[ENTRIES PROVIDED — start]

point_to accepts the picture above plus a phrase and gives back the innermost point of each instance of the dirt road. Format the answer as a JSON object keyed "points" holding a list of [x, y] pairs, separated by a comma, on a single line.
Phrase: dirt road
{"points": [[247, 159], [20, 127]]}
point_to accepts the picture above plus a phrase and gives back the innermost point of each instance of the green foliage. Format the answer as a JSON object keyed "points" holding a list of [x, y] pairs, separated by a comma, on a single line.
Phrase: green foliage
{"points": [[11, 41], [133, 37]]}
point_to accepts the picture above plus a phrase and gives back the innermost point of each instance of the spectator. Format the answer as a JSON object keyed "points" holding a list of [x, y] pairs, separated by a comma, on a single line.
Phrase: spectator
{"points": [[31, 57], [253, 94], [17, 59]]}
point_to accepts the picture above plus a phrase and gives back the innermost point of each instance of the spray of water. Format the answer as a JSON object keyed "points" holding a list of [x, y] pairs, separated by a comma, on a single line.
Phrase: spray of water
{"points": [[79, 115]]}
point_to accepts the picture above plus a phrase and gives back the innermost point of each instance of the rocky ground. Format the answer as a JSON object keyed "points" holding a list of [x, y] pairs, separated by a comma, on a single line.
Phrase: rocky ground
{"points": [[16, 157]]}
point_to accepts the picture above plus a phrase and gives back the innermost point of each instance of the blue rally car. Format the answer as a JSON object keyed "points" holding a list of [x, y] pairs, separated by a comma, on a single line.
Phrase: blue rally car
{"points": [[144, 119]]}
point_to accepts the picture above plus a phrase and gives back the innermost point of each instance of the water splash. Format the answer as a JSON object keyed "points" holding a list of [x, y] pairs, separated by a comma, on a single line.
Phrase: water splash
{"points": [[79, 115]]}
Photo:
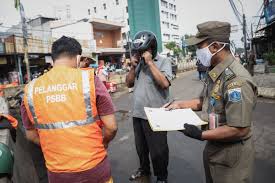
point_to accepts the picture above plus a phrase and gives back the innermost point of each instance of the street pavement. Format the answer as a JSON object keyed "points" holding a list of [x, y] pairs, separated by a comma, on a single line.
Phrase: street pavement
{"points": [[185, 163]]}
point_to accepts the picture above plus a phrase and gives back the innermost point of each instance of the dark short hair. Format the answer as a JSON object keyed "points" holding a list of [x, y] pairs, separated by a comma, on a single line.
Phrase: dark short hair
{"points": [[65, 47]]}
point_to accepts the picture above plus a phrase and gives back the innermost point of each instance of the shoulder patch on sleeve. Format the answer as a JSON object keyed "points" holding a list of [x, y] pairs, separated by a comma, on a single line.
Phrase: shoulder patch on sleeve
{"points": [[229, 74], [234, 84], [235, 95]]}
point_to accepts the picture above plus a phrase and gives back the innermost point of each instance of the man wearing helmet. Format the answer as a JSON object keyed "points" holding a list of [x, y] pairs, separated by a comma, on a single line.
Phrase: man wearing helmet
{"points": [[150, 75]]}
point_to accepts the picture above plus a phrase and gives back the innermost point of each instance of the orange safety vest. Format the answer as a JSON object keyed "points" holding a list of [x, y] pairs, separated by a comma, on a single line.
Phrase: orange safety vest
{"points": [[62, 106], [12, 120]]}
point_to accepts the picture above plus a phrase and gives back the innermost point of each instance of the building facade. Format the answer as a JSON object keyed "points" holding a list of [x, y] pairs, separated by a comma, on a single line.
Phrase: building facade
{"points": [[137, 15], [111, 10]]}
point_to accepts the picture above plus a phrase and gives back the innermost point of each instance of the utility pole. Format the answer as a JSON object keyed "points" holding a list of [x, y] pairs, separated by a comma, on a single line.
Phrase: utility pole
{"points": [[245, 39], [25, 42]]}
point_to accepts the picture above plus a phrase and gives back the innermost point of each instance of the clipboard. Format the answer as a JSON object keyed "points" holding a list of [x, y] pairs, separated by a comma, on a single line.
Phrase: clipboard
{"points": [[162, 120]]}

[ENTRIES PROVIDED — finish]

WHAT THE TASK REQUIRES: Write out, exactly as they appear, the lines from the one containing "Phrase: street pavement" through the last line of the records above, both included, and nothing more.

EXERCISE SOLUTION:
Phrase: street pavement
{"points": [[185, 163]]}
point_to accepts the picture above plus a phrase and gives back the innermost point of each instance of the dark short hair. Format the answer as a JSON object keyed "points" holding a list of [x, y] pairs, separated by a comma, on a single line.
Phrase: dark short hair
{"points": [[65, 47]]}
point_to accepts the picture above plus a phrase and gives back the innermost point of each instance of the shoulder patch on sleeve. Format the answer as a JSON object keyed "points" holding a list of [x, y] pairs, separated by a comma, on a single line.
Phrase: shoulder patch on sleeve
{"points": [[229, 74], [234, 84], [235, 95]]}
point_to accepts the picture above plus a phrase and gives back the innermost point of each instance of the man wearing helmet. Format the answer as a JSON object keyed "points" holding a list of [x, y] pairs, separated by a comma, on a single line.
Phrase: man wearing helmet
{"points": [[150, 75]]}
point_to accepts the picture above plus a phrase and gives back the innermost point of each instance of the orange safety vest. Format the answer as a JSON object keyed "points" holding a list of [x, y] pairs, separated by a comma, on a single line.
Phrase: orange safety vest
{"points": [[62, 106], [12, 120]]}
point_to accepts the picture above plus a phrase and gives back the innermost point of each instance of the building facade. Format the answer as a JSON object keyed "points" holding a list of [x, y] pairs, separated by a comma, on a single line.
Phrase: building facade
{"points": [[137, 15], [111, 10]]}
point_to accepts the picture above plus a phrase and gives back the innermost point of each instance of the utility pole. Format the answer as a JSON object keyed "points" holding a list of [x, y] pairs, separated by a comma, on a single line.
Phrase: utility pole
{"points": [[245, 39], [25, 42]]}
point_to accepts the picture above plus a phrase and gives back the innermost point of each instance of the clipboard. Format the answer as a JSON object keyed "points" holding a list of [x, y] pairs, separated by a comma, on a single line.
Phrase: clipboard
{"points": [[162, 120]]}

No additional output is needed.